═══ PASSAGE TO READ
# Help ID Firestone speed chief



## stevenpaige (Jun 29, 2009)

(required intro) My name is Steve and my 13 yr old daughter is Paige, we are starting a vintage bike collection, Paige is using her grandmothers schwinn american that had a banna seat and ape hangers added by her aunt in the 60s, she gets so many compliments we decided to get more bikes (and her grandmas will need to be returned).

The first bike is a Firestone Speed Chief, it does not look like the others (of which there are hardly any) using the goog etc.
Trying to date it and find the missing parts as there are holes in the fenders.
Unfortunatly the front tire is split so the tube is sticking out like a hemorrhoid so will need to put new tire (shame they are soo cool). Next post will be photos


----------



## stevenpaige (Jun 29, 2009)

rear has reflector and or light holes
front top of fender has like 4 holes
rear of front fender has holes
Graphics are in great shape, is it a 60s or 50?
The top of the front fork mount has triple bars across, most of the others I have seen have a double.
══════
═══ STORED DATA
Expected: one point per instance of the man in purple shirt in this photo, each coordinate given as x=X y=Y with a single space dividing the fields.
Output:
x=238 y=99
══════
* _WHAT THIS EXERCISE ASKS_
A - In the Firestone Speed Chief thread, what does the top of the bike's front fork mount have?
B - According to the Firestone Speed Chief thread, why will the bike need a new front tire?

* _RESPONSES FOR EACH TASK_
A - It has triple bars across, where most of the others the poster has seen have a double.

B - The front tire is split, so the tube is sticking out through it. A new tire has to go on, even though the poster thinks it is a shame because the old tires are so cool.